States are under long-term stress, not in a short-term crisis

29 Mar 2011 by Jim Fickett.

State and local tax revenues have been growing at something close to trend rate. The big problems are long-term ones, for example that the growth rate in transfer programs like Medicaid exceeds the growth rate of tax revenues, and that public retirement programs have made promises not yet backed by funding. Investors should be prepared for long-term headwinds, but not too worried by headlines about short-term crises.

Last week the Bureau of Economic Analysis released state and local government budget data through Q4 of 2010. Looking at the data over a long period makes it quite clear that many of the problems states and cities are facing were in the making long before the financial crisis. Here is the income side of the equation:

(Data from NIPA table 3.3. Click for larger image.)

Along the length of “Tax receipts” curve, I have plotted a curve with a constant growth rate of 1.55% per quarter. This shows that growth in tax receipts was clearly above trend from 2003 to 2007, and then dropped suddenly. A big part of the state budget problems is due to the fact that not enough of the boom time revenues were saved. Note also, with respect to income, that the current growth in tax revenue is pretty close to trend. So although current adjustments are indeed difficult (and with more coming when the extra help with Medicaid runs out), it is not quite so bad as you might think from the howls of pain.

Here is the expenditure side of the equation:

Note that consumption is still growing. So, although more cuts will likely be necessary when the special Medicaid programs end, it is not quite the situation the newspapers portray, of never ending cuts.
--
Extend the article on state and local government budgets, picking up after its last sentence. The items that follow have no connection to the text on state finances.
--
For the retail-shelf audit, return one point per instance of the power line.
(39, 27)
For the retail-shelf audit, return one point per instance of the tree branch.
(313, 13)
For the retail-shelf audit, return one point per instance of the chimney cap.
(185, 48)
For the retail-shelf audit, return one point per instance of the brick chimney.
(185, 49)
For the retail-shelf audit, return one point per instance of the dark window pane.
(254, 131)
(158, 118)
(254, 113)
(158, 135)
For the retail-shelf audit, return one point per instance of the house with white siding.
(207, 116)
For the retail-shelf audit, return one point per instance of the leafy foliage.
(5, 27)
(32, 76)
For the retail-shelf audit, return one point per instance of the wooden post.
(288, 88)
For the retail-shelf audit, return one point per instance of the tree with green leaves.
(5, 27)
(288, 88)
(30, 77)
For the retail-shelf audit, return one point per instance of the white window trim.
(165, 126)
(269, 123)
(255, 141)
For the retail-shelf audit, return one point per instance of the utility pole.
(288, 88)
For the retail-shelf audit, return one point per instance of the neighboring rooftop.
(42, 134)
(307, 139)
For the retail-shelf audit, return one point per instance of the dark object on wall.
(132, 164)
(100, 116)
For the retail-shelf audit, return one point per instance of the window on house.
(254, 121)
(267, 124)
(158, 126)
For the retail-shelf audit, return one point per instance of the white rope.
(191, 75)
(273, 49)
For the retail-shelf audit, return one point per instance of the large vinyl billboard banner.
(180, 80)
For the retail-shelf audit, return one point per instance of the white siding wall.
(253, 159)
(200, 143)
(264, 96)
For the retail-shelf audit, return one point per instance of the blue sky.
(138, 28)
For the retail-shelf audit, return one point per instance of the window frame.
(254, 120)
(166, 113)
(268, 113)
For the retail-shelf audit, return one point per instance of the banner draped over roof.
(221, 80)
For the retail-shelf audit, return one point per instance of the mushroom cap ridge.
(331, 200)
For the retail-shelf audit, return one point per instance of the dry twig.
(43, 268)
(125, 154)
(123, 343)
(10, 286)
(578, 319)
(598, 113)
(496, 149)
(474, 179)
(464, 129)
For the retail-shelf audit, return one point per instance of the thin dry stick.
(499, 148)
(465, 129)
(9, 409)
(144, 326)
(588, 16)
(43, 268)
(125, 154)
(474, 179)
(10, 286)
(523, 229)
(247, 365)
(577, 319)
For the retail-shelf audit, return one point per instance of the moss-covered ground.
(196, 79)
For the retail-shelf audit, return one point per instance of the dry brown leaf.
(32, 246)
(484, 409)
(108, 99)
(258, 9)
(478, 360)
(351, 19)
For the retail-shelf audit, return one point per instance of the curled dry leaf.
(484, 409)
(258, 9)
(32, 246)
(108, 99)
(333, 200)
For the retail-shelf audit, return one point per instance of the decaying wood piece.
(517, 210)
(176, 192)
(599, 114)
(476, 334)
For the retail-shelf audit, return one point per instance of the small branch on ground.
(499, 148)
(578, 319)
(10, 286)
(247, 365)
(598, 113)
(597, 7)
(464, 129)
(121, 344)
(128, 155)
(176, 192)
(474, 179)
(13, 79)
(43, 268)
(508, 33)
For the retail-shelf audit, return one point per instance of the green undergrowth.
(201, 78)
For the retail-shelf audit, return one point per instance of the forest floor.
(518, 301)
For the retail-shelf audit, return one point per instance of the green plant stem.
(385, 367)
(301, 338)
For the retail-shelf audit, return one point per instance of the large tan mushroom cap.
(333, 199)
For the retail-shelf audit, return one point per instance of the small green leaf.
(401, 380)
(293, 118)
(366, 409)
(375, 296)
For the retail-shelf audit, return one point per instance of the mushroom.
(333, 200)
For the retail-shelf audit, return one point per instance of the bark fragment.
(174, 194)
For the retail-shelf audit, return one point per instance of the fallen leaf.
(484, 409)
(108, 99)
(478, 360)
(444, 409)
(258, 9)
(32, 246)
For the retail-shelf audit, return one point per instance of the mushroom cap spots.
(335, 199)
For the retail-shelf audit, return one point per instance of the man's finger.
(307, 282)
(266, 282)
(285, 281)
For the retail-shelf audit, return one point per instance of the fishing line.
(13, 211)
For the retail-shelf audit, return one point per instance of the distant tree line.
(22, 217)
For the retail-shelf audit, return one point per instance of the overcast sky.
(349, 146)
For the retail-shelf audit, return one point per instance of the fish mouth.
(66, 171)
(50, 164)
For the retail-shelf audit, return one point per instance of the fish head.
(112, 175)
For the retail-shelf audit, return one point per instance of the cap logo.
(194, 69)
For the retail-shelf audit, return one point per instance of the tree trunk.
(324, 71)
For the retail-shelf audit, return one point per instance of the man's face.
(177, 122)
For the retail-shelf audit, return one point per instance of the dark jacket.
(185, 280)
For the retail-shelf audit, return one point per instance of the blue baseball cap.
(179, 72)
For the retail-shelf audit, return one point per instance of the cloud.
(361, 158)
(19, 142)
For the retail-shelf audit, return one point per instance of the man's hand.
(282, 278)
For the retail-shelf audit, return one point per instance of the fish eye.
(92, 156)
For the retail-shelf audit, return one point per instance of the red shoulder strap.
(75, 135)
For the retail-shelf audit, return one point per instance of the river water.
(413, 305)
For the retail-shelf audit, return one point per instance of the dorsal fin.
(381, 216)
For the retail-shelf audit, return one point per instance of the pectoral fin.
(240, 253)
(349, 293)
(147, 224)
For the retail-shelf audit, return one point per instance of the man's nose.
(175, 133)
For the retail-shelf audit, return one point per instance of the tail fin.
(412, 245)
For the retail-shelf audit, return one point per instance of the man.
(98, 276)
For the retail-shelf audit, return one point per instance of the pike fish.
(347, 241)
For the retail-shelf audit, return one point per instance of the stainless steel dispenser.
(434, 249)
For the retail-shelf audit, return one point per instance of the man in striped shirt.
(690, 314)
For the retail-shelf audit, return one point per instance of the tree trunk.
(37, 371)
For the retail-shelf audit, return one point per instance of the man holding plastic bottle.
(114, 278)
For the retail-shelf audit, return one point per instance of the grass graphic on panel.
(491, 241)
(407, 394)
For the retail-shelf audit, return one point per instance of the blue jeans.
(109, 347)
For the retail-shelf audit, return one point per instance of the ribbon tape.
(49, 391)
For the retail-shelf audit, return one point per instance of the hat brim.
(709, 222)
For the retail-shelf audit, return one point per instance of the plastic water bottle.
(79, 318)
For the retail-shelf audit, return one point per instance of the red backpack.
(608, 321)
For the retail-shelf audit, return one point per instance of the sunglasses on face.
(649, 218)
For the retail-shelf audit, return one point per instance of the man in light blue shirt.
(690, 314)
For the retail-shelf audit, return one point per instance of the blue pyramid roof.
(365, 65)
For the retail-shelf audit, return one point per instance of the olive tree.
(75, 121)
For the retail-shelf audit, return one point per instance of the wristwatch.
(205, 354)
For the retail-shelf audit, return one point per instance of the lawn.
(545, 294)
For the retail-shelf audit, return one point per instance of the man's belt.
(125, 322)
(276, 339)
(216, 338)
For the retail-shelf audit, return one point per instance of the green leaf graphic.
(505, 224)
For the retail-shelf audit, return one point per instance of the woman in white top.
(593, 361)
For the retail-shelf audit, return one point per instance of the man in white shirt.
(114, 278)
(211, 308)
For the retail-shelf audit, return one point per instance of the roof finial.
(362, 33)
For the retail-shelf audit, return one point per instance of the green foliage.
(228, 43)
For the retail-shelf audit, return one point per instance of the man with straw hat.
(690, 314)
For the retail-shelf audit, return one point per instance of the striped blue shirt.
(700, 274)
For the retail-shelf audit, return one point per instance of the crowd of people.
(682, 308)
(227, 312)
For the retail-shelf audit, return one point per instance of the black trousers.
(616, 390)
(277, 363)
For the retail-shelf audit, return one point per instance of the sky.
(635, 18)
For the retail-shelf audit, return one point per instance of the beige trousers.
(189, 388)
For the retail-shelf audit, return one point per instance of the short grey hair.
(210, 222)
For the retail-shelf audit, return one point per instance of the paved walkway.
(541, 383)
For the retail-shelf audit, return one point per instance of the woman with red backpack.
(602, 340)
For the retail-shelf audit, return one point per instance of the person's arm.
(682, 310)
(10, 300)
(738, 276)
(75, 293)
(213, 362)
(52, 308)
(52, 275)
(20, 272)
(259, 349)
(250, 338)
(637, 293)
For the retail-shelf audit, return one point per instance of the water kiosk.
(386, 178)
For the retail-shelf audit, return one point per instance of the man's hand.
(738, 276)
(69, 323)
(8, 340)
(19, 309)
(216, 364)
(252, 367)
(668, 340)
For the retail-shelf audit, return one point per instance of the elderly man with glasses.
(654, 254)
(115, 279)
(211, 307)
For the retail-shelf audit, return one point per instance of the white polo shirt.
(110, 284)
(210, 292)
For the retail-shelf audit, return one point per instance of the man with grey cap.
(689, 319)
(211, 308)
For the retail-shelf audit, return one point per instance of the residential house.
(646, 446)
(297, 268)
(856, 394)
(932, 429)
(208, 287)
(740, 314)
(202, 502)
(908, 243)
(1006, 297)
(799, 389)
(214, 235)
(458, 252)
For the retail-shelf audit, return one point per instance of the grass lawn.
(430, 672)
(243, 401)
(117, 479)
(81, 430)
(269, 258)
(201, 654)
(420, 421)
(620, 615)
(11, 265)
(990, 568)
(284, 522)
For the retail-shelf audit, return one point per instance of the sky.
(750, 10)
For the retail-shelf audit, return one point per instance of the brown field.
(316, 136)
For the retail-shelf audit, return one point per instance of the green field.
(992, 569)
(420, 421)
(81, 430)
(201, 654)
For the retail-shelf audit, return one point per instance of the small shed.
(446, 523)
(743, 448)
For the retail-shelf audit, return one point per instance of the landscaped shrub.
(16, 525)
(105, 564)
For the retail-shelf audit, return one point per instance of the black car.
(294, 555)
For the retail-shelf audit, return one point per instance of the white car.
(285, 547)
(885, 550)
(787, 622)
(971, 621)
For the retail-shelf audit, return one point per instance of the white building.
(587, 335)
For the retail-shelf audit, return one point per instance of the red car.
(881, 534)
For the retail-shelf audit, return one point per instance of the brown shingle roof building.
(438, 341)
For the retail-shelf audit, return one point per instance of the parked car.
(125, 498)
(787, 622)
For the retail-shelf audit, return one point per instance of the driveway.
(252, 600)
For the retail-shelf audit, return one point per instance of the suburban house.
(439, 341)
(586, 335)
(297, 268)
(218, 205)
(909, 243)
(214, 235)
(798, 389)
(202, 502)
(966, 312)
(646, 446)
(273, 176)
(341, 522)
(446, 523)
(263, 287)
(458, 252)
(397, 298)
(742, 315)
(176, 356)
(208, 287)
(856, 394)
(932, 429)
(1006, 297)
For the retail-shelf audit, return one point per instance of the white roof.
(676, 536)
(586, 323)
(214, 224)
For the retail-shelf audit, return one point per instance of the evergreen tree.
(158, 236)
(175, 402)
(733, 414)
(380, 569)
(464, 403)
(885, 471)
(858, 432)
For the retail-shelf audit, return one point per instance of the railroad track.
--
§ **Reply**:
Consumption (which includes wages and salaries) is growing only slowly now for two main reasons. First, state and local governments tend to delay painful decisions, using up rainy day funds instead of making cuts, for as long as possible, so the adjustments to much earlier falls in revenue are still going on. And second, “Transfers to persons”, including Medicaid and other social programs, have lately been rapidly rising.

However growth in the cost of social programs, though often portrayed in the news as a short-term phenomenon resulting from the crisis, is really a long-term trend. It is clear in the graph that recent rises are not far out of line with the longer term. It is a long-term problem, and a serious one, that the compound annual growth rate of “Transfers to persons”, over the last thirty years, has been 2.0% per quarter, while the growth in tax revenues has been 1.5% per quarter. Something will have to give.

My main point with all this is to say that investors should expect ongoing stress for a long time, but should probably not expect a short-term crisis, nor many defaults.